_Work to do_
Using the entries below, output exactly the line containing "query | green jacket" and all lines that follow it to the end.
====== Recorded data ======
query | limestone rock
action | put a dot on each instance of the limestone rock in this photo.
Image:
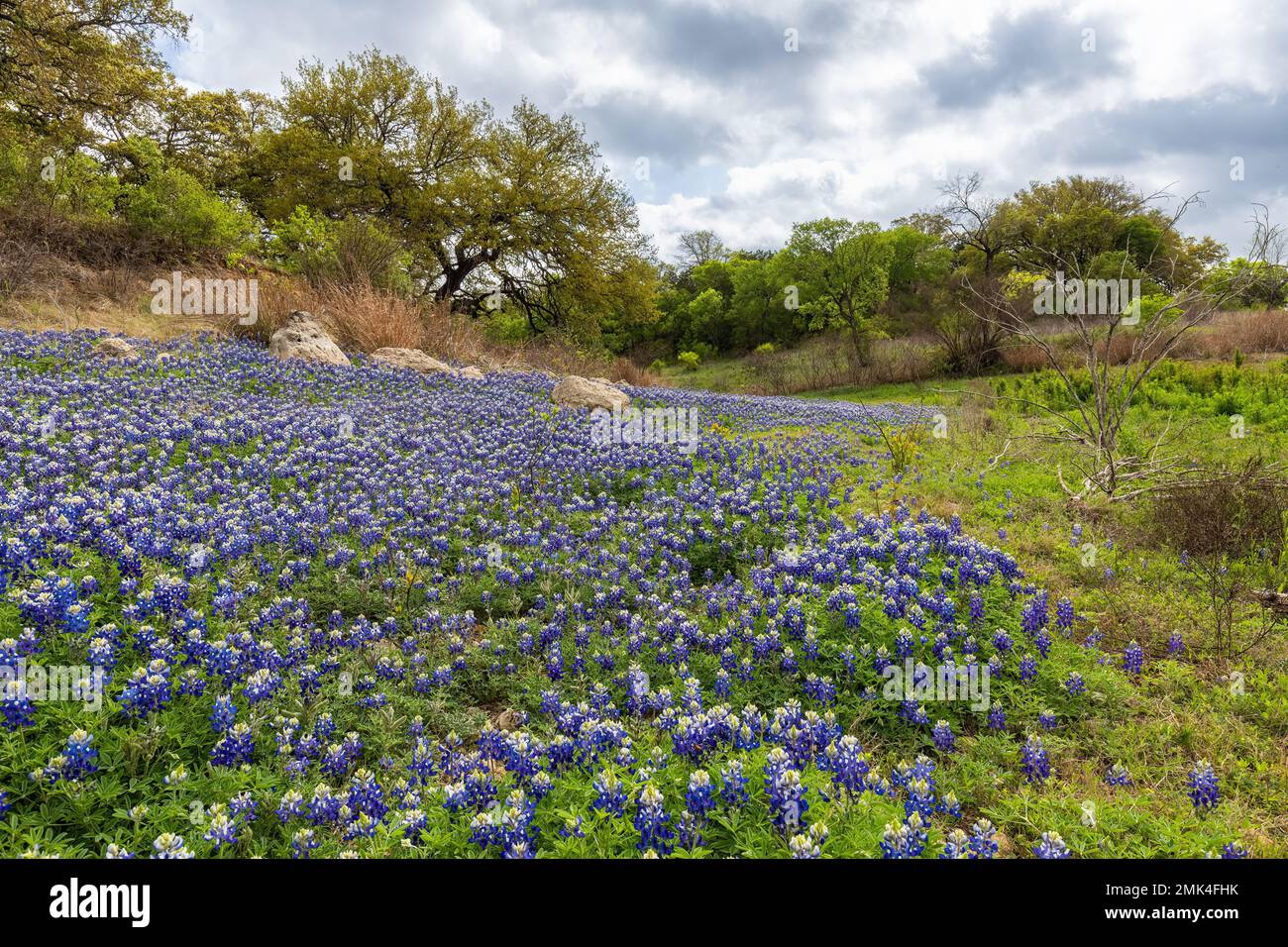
(411, 359)
(575, 390)
(304, 338)
(114, 348)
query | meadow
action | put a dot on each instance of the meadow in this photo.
(362, 612)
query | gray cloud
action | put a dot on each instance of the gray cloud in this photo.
(746, 138)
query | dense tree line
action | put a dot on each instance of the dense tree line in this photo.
(372, 170)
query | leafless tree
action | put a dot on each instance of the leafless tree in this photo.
(975, 219)
(1117, 347)
(700, 247)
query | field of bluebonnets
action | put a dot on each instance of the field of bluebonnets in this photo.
(357, 611)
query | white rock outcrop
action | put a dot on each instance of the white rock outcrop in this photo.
(575, 390)
(111, 347)
(304, 338)
(415, 360)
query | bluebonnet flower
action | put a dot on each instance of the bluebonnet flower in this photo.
(167, 845)
(906, 839)
(16, 706)
(943, 736)
(733, 785)
(698, 796)
(1037, 767)
(651, 819)
(610, 793)
(1133, 659)
(1205, 791)
(787, 801)
(224, 714)
(956, 845)
(1051, 847)
(235, 748)
(303, 843)
(809, 844)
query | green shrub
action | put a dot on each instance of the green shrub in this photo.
(172, 206)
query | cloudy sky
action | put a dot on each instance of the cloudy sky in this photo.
(711, 120)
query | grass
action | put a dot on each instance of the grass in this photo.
(1157, 724)
(1128, 589)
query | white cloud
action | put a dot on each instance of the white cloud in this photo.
(746, 138)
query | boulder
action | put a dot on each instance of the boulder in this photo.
(415, 360)
(304, 338)
(575, 390)
(114, 348)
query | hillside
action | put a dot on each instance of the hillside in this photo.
(360, 609)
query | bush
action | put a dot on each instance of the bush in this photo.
(352, 253)
(172, 206)
(1229, 528)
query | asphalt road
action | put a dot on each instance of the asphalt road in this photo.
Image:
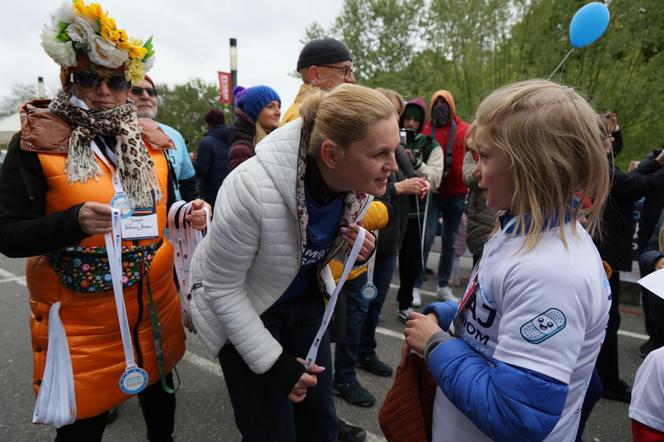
(204, 412)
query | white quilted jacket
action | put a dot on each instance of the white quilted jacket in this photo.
(253, 249)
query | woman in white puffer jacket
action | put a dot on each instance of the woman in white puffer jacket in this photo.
(279, 217)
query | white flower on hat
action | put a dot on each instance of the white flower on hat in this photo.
(148, 64)
(65, 14)
(61, 52)
(80, 31)
(105, 53)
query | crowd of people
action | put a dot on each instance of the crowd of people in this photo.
(522, 354)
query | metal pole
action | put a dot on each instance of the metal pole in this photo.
(41, 90)
(233, 69)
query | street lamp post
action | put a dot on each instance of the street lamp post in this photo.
(233, 68)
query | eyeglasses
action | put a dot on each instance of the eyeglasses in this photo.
(138, 91)
(92, 80)
(348, 70)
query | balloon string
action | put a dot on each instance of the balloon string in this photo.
(561, 63)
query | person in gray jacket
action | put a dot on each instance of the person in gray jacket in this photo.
(481, 219)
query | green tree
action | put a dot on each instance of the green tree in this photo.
(20, 93)
(184, 106)
(471, 47)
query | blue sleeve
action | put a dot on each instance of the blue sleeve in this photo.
(506, 403)
(186, 167)
(651, 253)
(203, 159)
(445, 312)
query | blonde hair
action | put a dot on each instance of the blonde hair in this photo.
(554, 147)
(341, 115)
(395, 97)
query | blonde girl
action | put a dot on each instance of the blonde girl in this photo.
(512, 360)
(280, 217)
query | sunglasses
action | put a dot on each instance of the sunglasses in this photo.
(92, 80)
(138, 91)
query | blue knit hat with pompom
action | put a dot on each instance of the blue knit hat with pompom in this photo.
(254, 99)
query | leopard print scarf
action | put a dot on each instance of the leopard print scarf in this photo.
(135, 168)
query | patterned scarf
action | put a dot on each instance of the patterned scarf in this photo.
(135, 168)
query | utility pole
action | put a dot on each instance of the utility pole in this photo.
(233, 53)
(41, 90)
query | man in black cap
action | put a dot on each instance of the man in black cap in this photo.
(323, 64)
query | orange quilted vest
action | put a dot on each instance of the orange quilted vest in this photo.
(90, 320)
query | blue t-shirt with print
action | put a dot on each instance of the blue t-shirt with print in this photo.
(179, 158)
(321, 230)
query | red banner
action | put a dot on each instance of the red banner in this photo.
(225, 88)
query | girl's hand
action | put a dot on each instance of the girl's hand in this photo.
(309, 379)
(95, 218)
(424, 188)
(659, 264)
(197, 217)
(419, 328)
(350, 235)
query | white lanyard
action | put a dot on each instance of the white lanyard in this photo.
(115, 174)
(329, 310)
(185, 239)
(134, 378)
(369, 291)
(423, 225)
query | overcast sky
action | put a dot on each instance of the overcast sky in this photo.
(191, 38)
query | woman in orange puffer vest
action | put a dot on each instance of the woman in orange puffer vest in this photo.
(74, 155)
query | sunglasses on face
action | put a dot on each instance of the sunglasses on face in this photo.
(138, 91)
(92, 80)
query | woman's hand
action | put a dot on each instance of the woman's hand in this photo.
(412, 186)
(659, 264)
(308, 379)
(419, 328)
(350, 235)
(197, 216)
(95, 218)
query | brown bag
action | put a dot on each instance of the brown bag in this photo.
(406, 414)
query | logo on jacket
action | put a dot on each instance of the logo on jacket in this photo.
(543, 326)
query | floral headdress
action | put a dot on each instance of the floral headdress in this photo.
(87, 30)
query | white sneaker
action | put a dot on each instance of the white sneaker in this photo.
(445, 293)
(417, 297)
(404, 314)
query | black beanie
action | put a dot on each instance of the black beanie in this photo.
(323, 51)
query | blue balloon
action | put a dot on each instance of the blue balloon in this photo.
(588, 24)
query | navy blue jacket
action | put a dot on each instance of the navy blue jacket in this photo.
(212, 162)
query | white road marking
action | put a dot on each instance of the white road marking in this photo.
(633, 335)
(388, 332)
(16, 279)
(203, 363)
(215, 369)
(5, 274)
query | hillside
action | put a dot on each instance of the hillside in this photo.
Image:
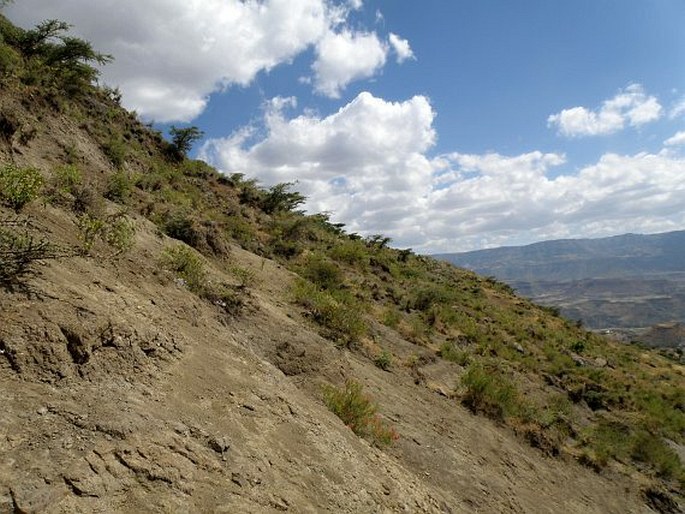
(623, 282)
(173, 339)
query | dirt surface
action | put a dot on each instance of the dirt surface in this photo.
(122, 391)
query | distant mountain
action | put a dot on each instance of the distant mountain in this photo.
(629, 281)
(624, 256)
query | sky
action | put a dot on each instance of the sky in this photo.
(447, 125)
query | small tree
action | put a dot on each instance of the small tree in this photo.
(182, 140)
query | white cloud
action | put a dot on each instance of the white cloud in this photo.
(344, 57)
(172, 54)
(676, 140)
(678, 109)
(369, 165)
(631, 106)
(365, 163)
(401, 47)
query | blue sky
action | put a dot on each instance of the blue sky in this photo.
(447, 125)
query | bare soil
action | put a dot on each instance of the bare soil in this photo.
(122, 391)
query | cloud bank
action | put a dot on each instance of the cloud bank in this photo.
(172, 54)
(630, 107)
(370, 165)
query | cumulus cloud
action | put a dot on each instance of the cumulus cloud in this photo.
(493, 199)
(370, 165)
(630, 106)
(678, 109)
(344, 57)
(401, 47)
(172, 54)
(676, 140)
(366, 163)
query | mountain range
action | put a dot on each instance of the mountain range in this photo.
(627, 282)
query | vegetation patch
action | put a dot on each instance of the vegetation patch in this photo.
(358, 411)
(19, 186)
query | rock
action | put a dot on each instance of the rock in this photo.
(519, 348)
(578, 359)
(219, 444)
(31, 497)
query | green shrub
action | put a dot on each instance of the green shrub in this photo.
(450, 352)
(186, 265)
(19, 186)
(339, 315)
(392, 317)
(20, 251)
(115, 230)
(383, 360)
(354, 253)
(115, 150)
(359, 413)
(246, 277)
(9, 60)
(67, 178)
(119, 186)
(322, 272)
(489, 391)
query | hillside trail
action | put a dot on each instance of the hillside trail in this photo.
(123, 392)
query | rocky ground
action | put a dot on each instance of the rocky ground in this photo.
(121, 391)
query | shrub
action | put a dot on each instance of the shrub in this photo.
(383, 360)
(67, 178)
(245, 276)
(489, 391)
(450, 352)
(322, 272)
(186, 265)
(116, 230)
(115, 150)
(19, 186)
(359, 413)
(119, 187)
(340, 315)
(20, 251)
(354, 253)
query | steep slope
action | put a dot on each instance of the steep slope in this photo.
(628, 282)
(169, 340)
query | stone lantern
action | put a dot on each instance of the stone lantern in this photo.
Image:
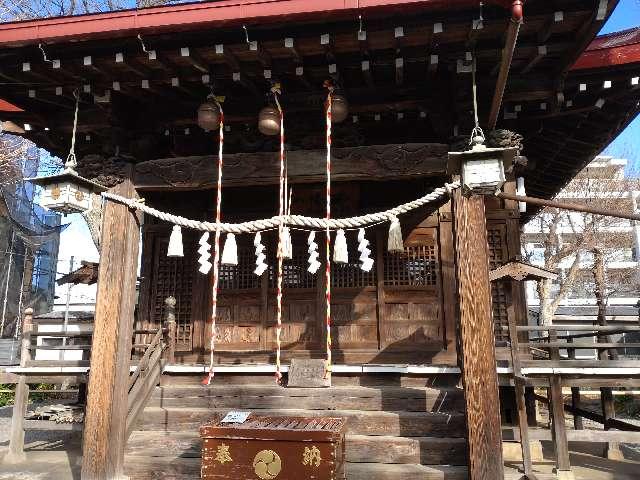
(67, 192)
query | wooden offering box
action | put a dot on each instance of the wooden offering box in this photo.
(266, 448)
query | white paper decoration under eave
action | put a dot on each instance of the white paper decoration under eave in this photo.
(205, 254)
(314, 264)
(261, 265)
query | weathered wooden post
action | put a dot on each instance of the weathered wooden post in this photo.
(556, 410)
(575, 392)
(170, 325)
(21, 400)
(106, 412)
(478, 358)
(482, 173)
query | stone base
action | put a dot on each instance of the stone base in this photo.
(564, 474)
(13, 458)
(512, 451)
(613, 452)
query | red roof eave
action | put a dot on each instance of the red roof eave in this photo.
(608, 57)
(201, 14)
(618, 48)
(9, 107)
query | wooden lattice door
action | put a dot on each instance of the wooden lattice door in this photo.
(174, 276)
(412, 317)
(498, 255)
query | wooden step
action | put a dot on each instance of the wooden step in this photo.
(334, 398)
(148, 468)
(379, 471)
(438, 380)
(359, 448)
(390, 423)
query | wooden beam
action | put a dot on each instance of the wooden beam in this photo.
(503, 73)
(477, 339)
(383, 162)
(106, 412)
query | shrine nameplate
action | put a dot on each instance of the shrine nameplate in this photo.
(308, 373)
(270, 448)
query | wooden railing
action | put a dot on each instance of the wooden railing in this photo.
(550, 357)
(150, 366)
(549, 349)
(157, 345)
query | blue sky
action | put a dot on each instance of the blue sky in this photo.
(626, 15)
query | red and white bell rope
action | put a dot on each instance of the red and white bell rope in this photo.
(216, 251)
(280, 252)
(328, 236)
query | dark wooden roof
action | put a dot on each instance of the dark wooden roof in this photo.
(409, 81)
(521, 271)
(87, 274)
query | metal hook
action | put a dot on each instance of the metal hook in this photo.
(144, 47)
(44, 54)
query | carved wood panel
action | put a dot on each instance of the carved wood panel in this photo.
(498, 255)
(411, 313)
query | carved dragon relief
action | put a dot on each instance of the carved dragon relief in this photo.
(370, 162)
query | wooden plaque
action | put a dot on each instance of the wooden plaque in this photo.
(308, 373)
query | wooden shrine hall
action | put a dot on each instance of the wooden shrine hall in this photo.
(421, 344)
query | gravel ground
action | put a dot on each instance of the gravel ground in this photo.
(36, 439)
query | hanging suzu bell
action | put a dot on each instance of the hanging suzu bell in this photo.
(269, 120)
(339, 108)
(209, 115)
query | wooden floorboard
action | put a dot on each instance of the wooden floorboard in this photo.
(406, 424)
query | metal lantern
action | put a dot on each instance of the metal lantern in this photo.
(339, 108)
(209, 115)
(269, 120)
(483, 168)
(67, 192)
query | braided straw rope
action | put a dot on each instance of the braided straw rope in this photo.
(327, 266)
(216, 250)
(292, 220)
(280, 253)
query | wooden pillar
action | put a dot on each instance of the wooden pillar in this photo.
(21, 400)
(532, 410)
(170, 325)
(106, 412)
(558, 424)
(477, 354)
(575, 392)
(16, 436)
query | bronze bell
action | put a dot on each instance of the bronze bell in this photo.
(339, 108)
(269, 120)
(209, 116)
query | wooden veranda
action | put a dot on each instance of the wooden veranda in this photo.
(424, 342)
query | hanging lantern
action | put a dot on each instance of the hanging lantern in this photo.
(483, 168)
(67, 192)
(209, 115)
(269, 120)
(339, 108)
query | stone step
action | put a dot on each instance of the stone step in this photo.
(389, 423)
(148, 468)
(419, 399)
(359, 448)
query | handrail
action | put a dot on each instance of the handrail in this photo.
(151, 365)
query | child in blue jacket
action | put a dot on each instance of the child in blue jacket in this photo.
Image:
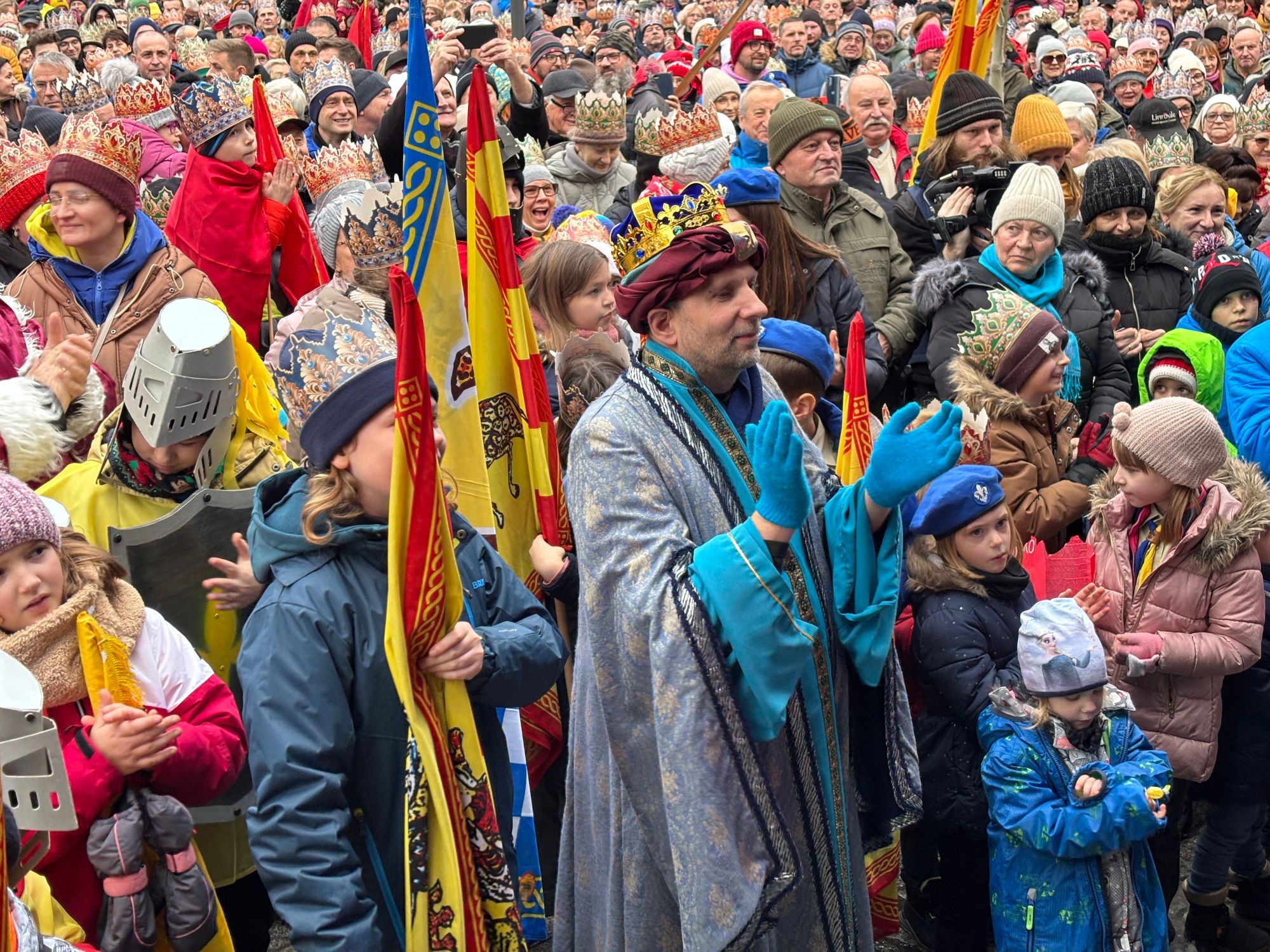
(1067, 775)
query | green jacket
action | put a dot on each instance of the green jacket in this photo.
(858, 227)
(1207, 359)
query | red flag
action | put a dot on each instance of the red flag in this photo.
(360, 32)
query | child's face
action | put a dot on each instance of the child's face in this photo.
(1142, 488)
(592, 308)
(985, 544)
(1238, 312)
(239, 145)
(31, 585)
(1079, 710)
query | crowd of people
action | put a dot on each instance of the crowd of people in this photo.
(740, 233)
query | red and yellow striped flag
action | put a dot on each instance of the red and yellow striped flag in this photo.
(454, 852)
(855, 445)
(524, 466)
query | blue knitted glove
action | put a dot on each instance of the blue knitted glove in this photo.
(775, 453)
(904, 463)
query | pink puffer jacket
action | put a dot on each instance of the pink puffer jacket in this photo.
(1206, 600)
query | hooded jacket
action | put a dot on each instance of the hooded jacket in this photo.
(857, 227)
(1205, 598)
(149, 274)
(965, 644)
(947, 293)
(327, 732)
(1045, 845)
(1032, 446)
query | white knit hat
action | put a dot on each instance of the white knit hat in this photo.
(1033, 195)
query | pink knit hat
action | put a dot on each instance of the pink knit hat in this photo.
(23, 519)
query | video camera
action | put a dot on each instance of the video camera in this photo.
(989, 186)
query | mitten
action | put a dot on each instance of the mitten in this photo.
(902, 463)
(775, 451)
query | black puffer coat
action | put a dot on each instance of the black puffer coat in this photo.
(947, 293)
(965, 645)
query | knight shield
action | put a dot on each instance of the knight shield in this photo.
(167, 562)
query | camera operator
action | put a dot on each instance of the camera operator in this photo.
(970, 131)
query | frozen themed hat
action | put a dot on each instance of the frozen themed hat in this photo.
(1060, 652)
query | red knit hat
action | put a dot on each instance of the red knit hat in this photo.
======
_Task result_
query | green jacket
action | put a dot on each instance of the green jacket in this photo.
(858, 227)
(1207, 359)
query | red flag
action | put a dot on each instance of the red flag in this photo.
(360, 32)
query | child's face
action | put a dot on each instance of the child's face in this photo.
(1142, 488)
(592, 308)
(985, 544)
(1238, 312)
(239, 145)
(31, 585)
(1079, 710)
query | crowd of people
action | put a dot on each instance of the crowd of people in this photo.
(740, 233)
query | red and yellow striped flag
action | put a dot on each instance of the red and yellow striped flag in this photo.
(454, 852)
(855, 445)
(524, 466)
query | blue knitted glove
action | put a dot on each instance of the blue knitted glove in this photo.
(775, 453)
(904, 463)
query | pink puffer jacket
action | put a dot on each instance of the pink puffer jacket in this photo.
(1206, 600)
query | hooded jacket
action | put a dot on each instance of the hooded jacket in this photo.
(857, 227)
(1205, 598)
(149, 274)
(965, 644)
(947, 293)
(327, 732)
(1045, 845)
(1032, 446)
query | white knit hat
action | put a dot on each instance of the white knit hat in this photo.
(1033, 195)
query | pink knit hat
action | put a dot on each instance of the pink knit hat in this photo.
(23, 519)
query | video camera
action | put a dot on each instance of the video camera in this photo.
(989, 186)
query | mitten
action | put a dot on each instance of the mitten in this photo.
(902, 463)
(775, 451)
query | black puffer coat
action | put a dot on each instance of the black puffer coat in this photo.
(947, 293)
(965, 645)
query | knight shield
action | put a dot on each instance of the knight shield in this photo.
(167, 562)
query | camera operator
action | put a dot on each instance of the camera operator in this photo.
(970, 131)
query | frozen themed hat
action | put a dot on each instance of the frozen themed hat in this photo.
(1060, 652)
query | red knit hat
action | put a dot on each instance of the red knit hat in this photo.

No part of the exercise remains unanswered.